Reading passage
···

Monday, April 16

hair sandwich

like i said in the last post, kevlar has been really uppity lately about his hair. it's fluffier than usual, almost feathery in it's appearance. he struts around the office at flinging his locks "...like he's in a hair commercial." in fact, he's so confident that he's taken to dissing my hair! this is what he said to me the other day...

K: hey rye, what are you gonna do about that bald spot on the back of your head?

R: i don't know, what are you gonna do about those buck teeth?

K: shut up!

R: listen, bread is coming back.

K: yeah, you said.

R: he's coming may 20th for 10 days.

K: what? it's april buddy! ... fuck you!

R: yes, i know it's april.

K: that's in 4 days.

R: he's coming in may! may!

K: you said april.

R: no, i said may! dick! anyway, when he gets here he's gonna put your hair to shame so you better stop strutin' around like you're the cock of the walk.

K: at least i know better than to grow pubes on my face!

R: now that's just mean.

K: i'm not sorry!

R; you know what i think? i think you're projecting your own hair anxieties on to others. i could have an afro in a matter of months!

K: yeah well you do that.

R: maybe i will. didn't you have something to say about your last haircut?

K: yeah, she used a bowie knife instead of scissors. she didn't really cut it, she just kind of chopped.

R: sheesh. you're a liar.

···

Data shown
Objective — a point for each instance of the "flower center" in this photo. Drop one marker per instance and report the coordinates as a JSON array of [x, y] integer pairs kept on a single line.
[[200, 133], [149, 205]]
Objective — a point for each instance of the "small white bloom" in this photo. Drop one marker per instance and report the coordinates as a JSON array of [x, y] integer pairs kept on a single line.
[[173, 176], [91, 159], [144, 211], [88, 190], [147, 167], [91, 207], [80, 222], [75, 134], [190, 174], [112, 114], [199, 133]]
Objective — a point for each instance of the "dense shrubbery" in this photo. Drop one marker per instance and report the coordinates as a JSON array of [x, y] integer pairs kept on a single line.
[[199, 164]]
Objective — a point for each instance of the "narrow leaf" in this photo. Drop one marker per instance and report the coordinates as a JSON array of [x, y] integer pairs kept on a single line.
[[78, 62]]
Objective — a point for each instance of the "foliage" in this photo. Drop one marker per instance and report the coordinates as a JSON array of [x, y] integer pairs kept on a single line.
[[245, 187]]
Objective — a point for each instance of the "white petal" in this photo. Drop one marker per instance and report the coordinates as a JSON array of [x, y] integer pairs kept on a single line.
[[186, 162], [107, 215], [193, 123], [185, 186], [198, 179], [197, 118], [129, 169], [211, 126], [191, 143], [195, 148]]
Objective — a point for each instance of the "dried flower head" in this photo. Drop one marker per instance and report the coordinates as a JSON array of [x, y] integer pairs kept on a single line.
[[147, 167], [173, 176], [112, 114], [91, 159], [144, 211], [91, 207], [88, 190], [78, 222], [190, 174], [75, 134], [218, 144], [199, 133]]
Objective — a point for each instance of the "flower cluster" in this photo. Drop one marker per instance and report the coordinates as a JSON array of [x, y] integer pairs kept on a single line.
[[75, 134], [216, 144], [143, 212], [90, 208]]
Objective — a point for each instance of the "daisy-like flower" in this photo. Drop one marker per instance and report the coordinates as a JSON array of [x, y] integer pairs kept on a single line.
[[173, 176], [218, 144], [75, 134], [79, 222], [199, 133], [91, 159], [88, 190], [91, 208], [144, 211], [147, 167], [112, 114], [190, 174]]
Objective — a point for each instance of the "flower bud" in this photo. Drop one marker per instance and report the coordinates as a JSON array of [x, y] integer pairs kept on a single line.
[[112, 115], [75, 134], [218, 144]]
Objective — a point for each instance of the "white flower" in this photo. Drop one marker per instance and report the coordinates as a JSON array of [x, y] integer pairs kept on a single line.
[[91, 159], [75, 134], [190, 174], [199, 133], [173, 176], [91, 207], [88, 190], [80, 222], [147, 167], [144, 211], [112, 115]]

···

Could you reproduce the "hair sandwich" post in full, word for word? You won't need the entries for anything here.

Monday, April 16

hair sandwich

like i said in the last post, kevlar has been really uppity lately about his hair. it's fluffier than usual, almost feathery in it's appearance. he struts around the office at flinging his locks "...like he's in a hair commercial." in fact, he's so confident that he's taken to dissing my hair! this is what he said to me the other day...

K: hey rye, what are you gonna do about that bald spot on the back of your head?

R: i don't know, what are you gonna do about those buck teeth?

K: shut up!

R: listen, bread is coming back.

K: yeah, you said.

R: he's coming may 20th for 10 days.

K: what? it's april buddy! ... fuck you!

R: yes, i know it's april.

K: that's in 4 days.

R: he's coming in may! may!

K: you said april.

R: no, i said may! dick! anyway, when he gets here he's gonna put your hair to shame so you better stop strutin' around like you're the cock of the walk.

K: at least i know better than to grow pubes on my face!

R: now that's just mean.

K: i'm not sorry!

R; you know what i think? i think you're projecting your own hair anxieties on to others. i could have an afro in a matter of months!

K: yeah well you do that.

R: maybe i will. didn't you have something to say about your last haircut?

K: yeah, she used a bowie knife instead of scissors. she didn't really cut it, she just kind of chopped.

R: sheesh. you're a liar.